Dataset records:
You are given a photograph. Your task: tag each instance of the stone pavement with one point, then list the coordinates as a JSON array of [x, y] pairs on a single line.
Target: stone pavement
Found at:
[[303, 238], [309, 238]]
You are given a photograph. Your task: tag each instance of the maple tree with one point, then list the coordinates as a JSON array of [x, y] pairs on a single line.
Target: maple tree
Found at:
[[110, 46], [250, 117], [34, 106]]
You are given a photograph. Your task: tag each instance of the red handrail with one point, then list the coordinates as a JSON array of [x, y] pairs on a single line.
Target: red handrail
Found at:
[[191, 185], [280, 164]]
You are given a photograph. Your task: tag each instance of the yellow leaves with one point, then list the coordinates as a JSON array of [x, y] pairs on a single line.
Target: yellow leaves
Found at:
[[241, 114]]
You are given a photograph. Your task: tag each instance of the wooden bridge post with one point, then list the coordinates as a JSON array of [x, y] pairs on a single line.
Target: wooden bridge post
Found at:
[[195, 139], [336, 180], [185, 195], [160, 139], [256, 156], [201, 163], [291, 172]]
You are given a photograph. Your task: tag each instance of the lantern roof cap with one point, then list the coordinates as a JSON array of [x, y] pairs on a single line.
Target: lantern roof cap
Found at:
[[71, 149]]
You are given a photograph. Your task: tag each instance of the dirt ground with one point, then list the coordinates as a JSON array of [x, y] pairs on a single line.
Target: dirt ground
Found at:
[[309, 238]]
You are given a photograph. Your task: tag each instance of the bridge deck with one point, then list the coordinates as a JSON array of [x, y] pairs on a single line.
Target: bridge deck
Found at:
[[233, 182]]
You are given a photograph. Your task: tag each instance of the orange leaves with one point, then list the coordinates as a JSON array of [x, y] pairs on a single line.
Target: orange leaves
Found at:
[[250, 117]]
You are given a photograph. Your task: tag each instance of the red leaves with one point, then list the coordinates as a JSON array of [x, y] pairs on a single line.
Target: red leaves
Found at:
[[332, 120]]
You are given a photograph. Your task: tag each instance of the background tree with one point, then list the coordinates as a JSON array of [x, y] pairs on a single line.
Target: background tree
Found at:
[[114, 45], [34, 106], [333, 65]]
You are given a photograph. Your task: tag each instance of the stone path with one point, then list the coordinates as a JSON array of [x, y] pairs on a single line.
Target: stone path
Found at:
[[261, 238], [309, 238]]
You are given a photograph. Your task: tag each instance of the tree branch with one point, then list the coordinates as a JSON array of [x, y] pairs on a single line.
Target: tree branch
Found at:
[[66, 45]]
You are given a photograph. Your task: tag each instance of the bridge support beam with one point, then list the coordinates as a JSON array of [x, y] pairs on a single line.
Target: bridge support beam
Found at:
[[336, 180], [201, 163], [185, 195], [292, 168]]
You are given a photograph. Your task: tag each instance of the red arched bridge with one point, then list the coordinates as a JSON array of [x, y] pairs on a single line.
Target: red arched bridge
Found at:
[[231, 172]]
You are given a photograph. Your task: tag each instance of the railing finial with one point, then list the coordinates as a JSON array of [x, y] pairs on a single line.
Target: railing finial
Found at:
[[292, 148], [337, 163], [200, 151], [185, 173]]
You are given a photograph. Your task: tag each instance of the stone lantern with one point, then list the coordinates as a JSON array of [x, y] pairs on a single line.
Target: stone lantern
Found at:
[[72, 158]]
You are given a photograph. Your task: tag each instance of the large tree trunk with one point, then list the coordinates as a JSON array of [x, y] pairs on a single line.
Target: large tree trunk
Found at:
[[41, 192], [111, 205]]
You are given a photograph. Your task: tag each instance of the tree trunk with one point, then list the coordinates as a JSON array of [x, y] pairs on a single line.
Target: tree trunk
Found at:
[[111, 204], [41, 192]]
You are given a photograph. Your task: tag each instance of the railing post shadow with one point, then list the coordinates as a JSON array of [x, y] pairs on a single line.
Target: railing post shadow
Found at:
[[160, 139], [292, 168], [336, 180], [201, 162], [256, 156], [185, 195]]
--
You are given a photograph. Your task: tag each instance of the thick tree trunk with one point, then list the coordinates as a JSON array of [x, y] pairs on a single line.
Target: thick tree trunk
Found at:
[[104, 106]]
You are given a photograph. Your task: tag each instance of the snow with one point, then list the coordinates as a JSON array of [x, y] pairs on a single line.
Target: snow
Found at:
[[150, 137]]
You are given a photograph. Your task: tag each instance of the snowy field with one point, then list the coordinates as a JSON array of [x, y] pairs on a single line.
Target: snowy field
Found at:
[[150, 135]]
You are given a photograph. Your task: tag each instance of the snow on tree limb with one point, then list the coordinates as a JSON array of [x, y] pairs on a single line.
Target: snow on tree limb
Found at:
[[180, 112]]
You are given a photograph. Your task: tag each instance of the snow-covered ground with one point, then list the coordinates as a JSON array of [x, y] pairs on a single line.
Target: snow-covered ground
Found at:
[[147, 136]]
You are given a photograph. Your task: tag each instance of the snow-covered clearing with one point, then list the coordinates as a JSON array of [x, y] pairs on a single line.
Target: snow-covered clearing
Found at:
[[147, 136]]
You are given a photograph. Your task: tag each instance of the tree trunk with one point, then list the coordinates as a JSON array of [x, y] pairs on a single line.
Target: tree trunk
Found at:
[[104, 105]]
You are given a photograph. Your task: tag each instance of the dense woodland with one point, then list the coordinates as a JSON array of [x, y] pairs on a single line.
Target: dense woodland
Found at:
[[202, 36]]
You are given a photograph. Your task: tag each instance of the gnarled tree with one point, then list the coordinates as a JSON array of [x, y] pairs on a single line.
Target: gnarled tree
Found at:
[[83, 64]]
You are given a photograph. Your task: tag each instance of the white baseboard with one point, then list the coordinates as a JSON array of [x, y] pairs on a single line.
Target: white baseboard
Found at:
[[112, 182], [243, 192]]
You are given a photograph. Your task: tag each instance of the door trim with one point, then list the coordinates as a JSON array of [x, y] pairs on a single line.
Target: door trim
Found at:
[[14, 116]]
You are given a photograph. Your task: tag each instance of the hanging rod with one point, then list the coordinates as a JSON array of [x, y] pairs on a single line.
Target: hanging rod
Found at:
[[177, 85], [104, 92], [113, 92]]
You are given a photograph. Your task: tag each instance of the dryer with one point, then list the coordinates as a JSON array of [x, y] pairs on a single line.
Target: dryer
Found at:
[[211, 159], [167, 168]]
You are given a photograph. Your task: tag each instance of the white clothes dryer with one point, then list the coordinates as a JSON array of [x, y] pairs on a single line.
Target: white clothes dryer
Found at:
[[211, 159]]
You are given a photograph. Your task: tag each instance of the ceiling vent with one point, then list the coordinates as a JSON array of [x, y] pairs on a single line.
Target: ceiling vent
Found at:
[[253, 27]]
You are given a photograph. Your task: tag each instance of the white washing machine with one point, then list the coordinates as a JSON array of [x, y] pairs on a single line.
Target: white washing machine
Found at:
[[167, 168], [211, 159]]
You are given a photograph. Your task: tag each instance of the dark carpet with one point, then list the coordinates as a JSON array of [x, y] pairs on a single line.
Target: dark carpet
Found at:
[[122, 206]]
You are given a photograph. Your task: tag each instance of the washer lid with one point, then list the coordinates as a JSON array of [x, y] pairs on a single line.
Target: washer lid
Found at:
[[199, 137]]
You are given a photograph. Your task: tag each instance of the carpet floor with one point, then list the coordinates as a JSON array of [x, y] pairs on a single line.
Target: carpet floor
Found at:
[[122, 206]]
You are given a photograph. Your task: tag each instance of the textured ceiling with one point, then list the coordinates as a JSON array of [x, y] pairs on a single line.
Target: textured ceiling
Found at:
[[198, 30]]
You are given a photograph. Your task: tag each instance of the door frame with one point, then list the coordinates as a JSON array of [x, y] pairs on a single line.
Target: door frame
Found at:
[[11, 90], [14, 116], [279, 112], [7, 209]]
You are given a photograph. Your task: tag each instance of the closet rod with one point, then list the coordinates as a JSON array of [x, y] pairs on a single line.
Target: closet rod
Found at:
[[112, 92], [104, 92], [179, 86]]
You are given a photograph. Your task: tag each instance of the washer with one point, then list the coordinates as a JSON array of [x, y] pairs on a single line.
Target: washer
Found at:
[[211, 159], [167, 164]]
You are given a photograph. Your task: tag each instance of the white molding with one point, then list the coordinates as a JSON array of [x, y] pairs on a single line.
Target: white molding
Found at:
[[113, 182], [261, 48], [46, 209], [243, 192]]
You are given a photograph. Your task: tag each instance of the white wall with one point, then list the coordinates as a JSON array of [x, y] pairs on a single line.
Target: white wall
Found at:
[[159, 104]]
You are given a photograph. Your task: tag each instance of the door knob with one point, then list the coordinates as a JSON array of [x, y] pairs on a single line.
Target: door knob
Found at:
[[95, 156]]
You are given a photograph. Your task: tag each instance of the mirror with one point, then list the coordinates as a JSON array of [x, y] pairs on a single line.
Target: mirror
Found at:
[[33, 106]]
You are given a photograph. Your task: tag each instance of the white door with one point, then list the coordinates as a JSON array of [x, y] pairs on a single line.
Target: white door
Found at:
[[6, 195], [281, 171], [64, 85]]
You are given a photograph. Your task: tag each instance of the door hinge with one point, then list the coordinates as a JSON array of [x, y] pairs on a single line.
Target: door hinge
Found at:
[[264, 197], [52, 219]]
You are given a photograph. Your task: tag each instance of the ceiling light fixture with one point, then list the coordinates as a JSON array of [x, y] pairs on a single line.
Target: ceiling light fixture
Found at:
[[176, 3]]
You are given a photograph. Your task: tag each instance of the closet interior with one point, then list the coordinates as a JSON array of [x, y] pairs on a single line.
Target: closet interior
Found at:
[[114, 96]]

Work required: Would you copy out each line of the records above where the word "path" occurs?

Result below:
You are given a photograph. Your task: tag each instance of the stone path with one point, then list the coordinates as a JSON array of [x, y] pairs on a single line.
Target: stone path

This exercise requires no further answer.